■ To do ■
Change "autumn" to "fall" in the stretch of entries from the line containing "Question: Can you identify the bounding box of the autumn" through the end, and give that stretch again with everything else left the same.

Saved entries:
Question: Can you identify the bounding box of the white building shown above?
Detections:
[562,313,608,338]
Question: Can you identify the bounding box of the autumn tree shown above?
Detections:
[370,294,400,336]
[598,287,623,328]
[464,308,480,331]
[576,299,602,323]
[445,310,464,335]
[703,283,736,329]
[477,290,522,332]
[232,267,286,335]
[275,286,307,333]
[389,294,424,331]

■ Solution to the exercise ■
Question: Can you identify the bounding box of the fall tree shown above?
Detections:
[370,294,400,336]
[598,287,623,328]
[464,308,480,331]
[576,299,602,323]
[445,310,464,335]
[703,283,736,329]
[477,290,522,332]
[232,267,286,335]
[275,286,307,333]
[389,294,424,331]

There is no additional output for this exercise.